EXERCISE REQUIREMENTS: Could you copy, word for word, the lines from the one containing "of the sky." up to and including the final line of the items below?

::::

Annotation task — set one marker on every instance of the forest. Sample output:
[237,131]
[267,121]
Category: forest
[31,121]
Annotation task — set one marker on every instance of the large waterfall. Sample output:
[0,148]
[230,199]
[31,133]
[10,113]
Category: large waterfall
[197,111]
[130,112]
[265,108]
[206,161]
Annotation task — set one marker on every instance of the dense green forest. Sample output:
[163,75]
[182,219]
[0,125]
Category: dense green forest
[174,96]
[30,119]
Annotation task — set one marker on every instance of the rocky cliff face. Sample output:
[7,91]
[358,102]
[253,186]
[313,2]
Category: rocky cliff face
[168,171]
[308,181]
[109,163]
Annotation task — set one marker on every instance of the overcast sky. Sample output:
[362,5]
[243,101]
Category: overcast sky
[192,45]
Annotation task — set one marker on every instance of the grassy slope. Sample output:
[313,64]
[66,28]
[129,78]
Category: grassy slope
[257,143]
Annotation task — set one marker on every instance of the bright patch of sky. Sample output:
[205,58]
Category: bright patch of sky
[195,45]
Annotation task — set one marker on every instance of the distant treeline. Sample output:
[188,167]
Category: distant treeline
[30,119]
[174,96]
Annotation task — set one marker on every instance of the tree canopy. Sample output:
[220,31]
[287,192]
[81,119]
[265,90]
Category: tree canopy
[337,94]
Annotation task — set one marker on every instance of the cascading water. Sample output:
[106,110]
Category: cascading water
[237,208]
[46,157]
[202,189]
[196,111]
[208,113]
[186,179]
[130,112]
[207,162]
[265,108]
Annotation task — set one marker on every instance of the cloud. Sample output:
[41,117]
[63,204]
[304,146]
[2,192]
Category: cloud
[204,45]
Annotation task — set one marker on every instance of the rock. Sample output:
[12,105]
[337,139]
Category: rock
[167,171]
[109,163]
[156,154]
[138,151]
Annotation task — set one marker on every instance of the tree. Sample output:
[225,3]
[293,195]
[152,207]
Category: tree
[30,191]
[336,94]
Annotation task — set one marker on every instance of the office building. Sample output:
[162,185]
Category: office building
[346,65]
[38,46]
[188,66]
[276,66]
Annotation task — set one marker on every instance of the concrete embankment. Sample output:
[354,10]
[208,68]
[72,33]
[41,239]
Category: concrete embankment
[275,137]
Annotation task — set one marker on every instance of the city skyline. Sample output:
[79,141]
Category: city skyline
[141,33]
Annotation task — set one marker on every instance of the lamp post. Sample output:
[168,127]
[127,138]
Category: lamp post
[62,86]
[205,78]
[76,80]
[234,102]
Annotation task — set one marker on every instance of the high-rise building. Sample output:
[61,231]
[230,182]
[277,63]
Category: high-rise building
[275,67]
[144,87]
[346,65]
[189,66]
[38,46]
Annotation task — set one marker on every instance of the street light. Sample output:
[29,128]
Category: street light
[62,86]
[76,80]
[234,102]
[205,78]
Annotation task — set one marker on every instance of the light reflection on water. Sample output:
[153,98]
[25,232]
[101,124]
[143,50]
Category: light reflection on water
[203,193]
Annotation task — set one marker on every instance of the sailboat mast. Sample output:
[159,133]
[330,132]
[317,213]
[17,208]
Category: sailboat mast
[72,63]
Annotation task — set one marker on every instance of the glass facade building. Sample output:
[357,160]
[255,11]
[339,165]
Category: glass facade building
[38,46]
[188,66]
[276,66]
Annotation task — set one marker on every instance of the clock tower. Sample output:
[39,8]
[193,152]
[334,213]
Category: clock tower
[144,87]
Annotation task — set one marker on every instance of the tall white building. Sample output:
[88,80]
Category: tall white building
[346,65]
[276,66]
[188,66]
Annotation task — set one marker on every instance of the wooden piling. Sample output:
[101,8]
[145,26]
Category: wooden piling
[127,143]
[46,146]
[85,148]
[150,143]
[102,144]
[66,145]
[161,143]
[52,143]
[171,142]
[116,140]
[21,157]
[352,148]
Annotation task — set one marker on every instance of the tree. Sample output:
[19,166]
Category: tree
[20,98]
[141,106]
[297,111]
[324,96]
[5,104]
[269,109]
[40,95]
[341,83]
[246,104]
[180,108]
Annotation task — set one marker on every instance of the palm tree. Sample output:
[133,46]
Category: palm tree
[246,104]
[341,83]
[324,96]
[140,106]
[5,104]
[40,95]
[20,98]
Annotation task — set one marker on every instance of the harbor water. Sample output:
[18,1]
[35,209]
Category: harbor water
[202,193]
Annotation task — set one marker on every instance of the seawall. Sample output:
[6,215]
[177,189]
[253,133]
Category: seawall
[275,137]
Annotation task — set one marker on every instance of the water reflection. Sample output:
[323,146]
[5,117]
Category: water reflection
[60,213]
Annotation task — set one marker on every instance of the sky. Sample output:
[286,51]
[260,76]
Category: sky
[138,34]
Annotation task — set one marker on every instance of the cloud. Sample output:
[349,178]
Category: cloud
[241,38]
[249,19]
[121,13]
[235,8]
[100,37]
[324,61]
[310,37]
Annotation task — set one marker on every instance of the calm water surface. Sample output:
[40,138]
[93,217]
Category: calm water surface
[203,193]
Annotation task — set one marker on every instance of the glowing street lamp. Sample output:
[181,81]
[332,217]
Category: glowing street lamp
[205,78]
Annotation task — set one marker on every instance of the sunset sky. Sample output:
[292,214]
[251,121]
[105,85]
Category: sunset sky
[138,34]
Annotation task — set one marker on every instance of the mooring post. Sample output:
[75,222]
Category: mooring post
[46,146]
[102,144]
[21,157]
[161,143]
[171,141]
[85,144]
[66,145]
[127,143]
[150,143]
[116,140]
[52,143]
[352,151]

::::

THE REPLY:
Annotation task — set one marker on every instance of the sky. Sample output:
[286,51]
[260,76]
Category: sky
[138,34]
Annotation task — set one marker on every instance of the cloud. Sample output:
[349,178]
Category: cloud
[241,38]
[249,19]
[121,13]
[235,8]
[100,37]
[324,61]
[310,37]
Annotation task — set one marker on every instance of the calm water surface. Sample output:
[40,138]
[93,217]
Category: calm water surface
[203,193]
Annotation task — set one marker on every instance of the glowing street lamp. Sample output:
[181,81]
[332,217]
Category: glowing street lamp
[205,78]
Annotation task — set one marker on every instance of the sunset sky. Sample output:
[292,214]
[251,121]
[105,85]
Category: sunset sky
[138,34]
Annotation task — set one marker on every instance of the mooring post. Sample output:
[75,222]
Category: mooring post
[46,146]
[102,144]
[21,157]
[161,143]
[171,141]
[85,144]
[66,145]
[127,143]
[150,143]
[116,140]
[52,143]
[352,151]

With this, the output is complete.